What to do: Identify each line below that contains the word "prompts", and copy it out.

Record set:

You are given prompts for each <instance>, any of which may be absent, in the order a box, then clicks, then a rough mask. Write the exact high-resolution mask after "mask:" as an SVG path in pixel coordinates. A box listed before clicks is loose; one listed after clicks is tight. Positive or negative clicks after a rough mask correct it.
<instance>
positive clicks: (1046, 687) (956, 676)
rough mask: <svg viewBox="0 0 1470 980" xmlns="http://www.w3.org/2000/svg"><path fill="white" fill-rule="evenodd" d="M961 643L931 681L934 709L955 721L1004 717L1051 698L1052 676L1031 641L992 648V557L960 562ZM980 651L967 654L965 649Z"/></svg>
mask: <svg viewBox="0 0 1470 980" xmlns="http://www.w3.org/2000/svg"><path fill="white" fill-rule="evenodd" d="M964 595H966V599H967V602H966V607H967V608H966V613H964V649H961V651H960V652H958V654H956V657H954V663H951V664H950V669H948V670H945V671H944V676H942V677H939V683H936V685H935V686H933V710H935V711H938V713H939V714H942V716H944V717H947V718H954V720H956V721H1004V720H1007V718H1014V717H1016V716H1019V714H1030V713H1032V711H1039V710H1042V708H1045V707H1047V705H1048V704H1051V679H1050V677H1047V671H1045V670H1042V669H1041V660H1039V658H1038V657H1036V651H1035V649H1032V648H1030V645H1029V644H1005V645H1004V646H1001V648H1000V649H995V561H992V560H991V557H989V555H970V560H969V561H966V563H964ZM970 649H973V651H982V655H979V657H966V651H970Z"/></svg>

--

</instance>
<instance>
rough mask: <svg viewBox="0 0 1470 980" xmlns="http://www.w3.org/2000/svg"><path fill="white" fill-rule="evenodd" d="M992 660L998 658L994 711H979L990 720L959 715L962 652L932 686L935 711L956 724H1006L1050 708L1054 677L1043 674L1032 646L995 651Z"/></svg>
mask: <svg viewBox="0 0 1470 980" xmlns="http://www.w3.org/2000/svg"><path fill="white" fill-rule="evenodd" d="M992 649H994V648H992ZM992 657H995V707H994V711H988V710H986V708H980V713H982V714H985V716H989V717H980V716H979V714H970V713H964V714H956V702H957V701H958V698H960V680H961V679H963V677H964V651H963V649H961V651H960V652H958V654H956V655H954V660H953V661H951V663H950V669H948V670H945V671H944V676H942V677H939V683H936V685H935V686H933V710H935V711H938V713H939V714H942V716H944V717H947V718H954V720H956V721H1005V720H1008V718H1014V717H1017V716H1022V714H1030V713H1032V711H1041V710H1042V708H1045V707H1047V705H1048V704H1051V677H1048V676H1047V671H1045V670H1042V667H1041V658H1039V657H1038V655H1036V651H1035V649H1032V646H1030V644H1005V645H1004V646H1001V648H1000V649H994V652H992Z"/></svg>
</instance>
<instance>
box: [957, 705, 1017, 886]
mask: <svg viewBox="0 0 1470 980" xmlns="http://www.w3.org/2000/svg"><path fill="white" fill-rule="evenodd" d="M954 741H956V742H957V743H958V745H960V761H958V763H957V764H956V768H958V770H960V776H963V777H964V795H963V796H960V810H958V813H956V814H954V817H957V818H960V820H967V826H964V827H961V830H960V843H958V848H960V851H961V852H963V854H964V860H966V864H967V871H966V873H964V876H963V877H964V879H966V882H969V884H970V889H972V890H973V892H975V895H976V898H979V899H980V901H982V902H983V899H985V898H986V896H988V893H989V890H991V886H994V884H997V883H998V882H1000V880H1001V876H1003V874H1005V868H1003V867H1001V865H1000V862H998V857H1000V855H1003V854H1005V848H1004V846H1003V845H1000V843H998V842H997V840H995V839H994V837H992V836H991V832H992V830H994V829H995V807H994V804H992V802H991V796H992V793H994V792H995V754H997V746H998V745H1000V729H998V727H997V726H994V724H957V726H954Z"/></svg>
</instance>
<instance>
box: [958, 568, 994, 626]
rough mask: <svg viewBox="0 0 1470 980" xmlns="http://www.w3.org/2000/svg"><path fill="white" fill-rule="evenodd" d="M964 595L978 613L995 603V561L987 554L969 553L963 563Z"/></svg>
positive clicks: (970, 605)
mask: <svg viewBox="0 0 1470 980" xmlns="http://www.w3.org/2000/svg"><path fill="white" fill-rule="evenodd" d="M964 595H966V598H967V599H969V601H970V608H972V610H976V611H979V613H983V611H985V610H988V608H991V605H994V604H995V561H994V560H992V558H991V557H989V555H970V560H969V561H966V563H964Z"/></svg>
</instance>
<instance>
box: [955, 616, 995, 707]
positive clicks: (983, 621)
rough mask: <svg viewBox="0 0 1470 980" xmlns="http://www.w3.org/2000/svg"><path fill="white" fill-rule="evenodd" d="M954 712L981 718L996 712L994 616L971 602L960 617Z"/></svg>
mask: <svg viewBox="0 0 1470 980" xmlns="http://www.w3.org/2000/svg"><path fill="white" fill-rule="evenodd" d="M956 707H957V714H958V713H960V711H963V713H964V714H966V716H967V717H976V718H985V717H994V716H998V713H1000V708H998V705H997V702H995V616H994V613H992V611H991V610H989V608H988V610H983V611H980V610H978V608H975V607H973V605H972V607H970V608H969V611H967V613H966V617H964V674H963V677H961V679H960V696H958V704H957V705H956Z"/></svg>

--

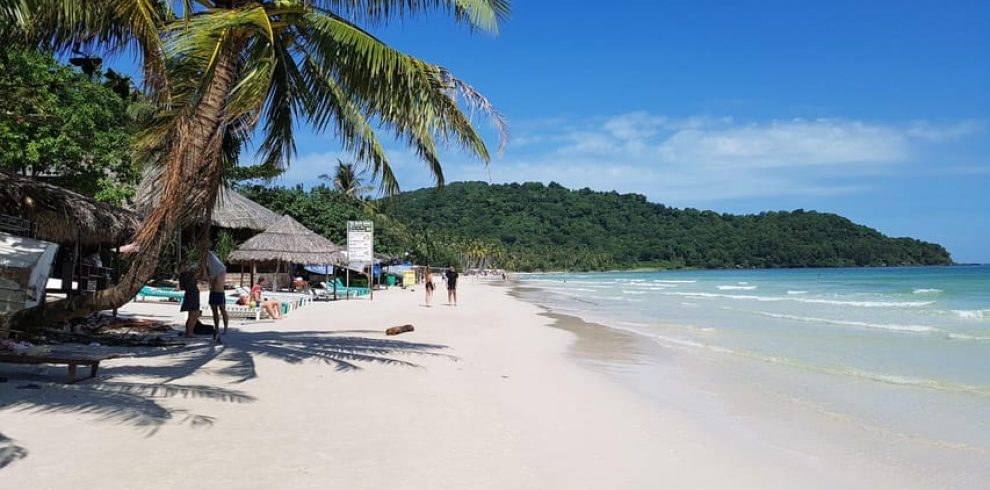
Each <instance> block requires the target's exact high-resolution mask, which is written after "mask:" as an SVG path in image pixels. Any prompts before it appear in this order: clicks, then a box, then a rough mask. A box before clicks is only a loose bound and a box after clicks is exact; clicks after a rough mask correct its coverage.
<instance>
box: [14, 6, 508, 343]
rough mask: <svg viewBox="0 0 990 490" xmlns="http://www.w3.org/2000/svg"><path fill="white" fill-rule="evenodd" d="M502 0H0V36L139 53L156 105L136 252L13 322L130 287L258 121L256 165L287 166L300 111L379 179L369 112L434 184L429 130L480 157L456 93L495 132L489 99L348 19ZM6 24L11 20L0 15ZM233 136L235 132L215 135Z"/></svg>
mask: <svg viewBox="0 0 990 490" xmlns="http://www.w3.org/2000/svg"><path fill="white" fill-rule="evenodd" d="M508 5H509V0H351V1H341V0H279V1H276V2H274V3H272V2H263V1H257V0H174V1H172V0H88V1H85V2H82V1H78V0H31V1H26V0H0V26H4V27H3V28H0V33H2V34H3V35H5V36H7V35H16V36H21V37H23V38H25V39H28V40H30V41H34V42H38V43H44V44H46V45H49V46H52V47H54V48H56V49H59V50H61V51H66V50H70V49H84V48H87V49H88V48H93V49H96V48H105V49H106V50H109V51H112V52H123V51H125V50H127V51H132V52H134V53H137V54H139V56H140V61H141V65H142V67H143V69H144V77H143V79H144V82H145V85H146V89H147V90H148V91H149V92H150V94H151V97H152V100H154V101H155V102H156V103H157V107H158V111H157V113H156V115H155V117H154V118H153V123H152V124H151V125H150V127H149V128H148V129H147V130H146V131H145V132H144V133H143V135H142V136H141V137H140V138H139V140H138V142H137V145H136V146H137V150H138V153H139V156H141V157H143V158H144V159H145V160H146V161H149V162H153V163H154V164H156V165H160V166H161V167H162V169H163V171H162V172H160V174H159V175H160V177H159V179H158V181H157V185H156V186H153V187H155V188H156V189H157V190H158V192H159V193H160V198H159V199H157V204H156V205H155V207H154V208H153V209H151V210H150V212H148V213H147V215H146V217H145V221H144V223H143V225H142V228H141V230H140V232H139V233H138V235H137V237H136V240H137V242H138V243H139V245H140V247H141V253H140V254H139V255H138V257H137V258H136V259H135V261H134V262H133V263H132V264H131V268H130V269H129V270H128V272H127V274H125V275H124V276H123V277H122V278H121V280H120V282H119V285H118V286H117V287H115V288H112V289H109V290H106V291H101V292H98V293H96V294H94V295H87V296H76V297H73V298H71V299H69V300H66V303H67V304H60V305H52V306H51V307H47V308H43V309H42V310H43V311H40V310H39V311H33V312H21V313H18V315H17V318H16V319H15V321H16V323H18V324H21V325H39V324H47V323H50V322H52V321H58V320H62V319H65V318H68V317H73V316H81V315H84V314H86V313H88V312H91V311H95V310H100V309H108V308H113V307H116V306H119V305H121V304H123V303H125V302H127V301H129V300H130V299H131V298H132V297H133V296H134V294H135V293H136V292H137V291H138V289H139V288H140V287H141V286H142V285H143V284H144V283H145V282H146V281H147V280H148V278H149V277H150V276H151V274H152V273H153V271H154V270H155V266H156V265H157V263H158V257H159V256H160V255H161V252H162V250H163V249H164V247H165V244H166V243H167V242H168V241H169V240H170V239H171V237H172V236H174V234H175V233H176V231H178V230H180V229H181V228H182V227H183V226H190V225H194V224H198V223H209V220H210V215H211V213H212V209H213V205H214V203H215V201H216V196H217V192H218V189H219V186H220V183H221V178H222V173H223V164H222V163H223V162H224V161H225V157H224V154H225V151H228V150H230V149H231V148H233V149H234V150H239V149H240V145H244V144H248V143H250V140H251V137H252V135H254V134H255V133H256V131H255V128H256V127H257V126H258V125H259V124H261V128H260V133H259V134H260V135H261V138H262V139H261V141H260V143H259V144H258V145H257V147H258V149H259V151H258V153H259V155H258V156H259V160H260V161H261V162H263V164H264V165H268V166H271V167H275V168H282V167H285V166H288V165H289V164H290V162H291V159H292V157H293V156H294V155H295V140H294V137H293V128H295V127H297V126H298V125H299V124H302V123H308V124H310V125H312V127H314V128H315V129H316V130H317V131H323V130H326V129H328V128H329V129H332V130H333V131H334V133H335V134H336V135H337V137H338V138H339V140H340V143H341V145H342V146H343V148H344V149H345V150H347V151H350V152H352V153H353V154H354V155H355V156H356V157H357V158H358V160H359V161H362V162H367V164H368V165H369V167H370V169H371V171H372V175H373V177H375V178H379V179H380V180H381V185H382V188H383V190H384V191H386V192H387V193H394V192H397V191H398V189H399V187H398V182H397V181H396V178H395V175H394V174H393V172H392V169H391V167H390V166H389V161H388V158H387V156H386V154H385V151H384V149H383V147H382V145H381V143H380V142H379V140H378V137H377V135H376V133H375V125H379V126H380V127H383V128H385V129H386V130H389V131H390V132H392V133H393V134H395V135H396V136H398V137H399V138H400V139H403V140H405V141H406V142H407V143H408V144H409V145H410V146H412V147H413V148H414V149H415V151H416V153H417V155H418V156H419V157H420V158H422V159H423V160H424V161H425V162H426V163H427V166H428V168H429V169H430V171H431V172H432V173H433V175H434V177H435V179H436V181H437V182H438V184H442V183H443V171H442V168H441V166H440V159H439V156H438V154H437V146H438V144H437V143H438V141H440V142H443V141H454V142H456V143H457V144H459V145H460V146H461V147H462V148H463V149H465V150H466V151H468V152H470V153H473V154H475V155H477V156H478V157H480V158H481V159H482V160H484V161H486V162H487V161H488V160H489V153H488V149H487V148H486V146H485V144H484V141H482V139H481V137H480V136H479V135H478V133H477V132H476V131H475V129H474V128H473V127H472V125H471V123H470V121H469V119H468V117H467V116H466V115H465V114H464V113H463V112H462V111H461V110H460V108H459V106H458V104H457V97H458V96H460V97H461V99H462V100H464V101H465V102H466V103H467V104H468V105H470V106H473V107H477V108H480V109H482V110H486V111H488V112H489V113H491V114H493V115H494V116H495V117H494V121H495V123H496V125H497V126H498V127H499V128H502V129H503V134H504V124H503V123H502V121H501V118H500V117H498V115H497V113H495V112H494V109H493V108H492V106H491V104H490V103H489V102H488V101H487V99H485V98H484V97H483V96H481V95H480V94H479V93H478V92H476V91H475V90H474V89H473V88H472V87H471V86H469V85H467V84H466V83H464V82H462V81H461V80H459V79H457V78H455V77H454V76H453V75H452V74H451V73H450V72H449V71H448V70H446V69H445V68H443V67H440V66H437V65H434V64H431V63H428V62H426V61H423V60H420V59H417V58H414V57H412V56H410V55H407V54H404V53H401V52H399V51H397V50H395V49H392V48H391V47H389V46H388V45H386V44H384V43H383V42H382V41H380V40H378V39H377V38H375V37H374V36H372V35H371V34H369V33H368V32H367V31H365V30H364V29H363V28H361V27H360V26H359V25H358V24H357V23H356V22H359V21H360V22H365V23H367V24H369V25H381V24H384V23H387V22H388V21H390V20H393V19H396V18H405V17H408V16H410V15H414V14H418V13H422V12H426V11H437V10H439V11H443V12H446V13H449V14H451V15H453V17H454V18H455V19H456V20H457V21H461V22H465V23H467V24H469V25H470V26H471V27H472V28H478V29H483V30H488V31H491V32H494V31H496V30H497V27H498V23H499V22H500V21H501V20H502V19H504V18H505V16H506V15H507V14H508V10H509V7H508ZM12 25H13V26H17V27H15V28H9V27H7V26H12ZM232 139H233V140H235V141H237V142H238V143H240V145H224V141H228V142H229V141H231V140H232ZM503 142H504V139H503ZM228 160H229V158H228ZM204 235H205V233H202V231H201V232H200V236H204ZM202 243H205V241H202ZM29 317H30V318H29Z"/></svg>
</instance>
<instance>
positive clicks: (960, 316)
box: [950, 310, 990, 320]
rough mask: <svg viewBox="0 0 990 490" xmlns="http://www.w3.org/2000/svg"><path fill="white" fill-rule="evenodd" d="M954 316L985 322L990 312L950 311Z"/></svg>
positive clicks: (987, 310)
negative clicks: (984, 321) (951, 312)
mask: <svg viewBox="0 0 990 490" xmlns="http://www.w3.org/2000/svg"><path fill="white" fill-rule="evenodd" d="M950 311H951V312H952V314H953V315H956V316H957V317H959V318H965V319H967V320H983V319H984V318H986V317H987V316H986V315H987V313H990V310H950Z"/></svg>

Response area:
You are given prompts for each <instance>, any of which may be absent, in the order a box, then clicks, then a rough mask. Write the exact high-resolution mask after "mask:" as an SVG path in pixel coordinates. A box listed before clicks is loose; one listed after clicks is tight. Positive or negative clicks after a rough mask correct it.
Each <instance> block requires the target's exact high-resolution mask, which is written after "mask:" as an SVG path in image pixels. Any prompts before it appear in this order: clicks, then a box, then a rough mask. A box before clicks is only a loose bound and a box after clicks is exact; clicks after a rough mask correct its coverage.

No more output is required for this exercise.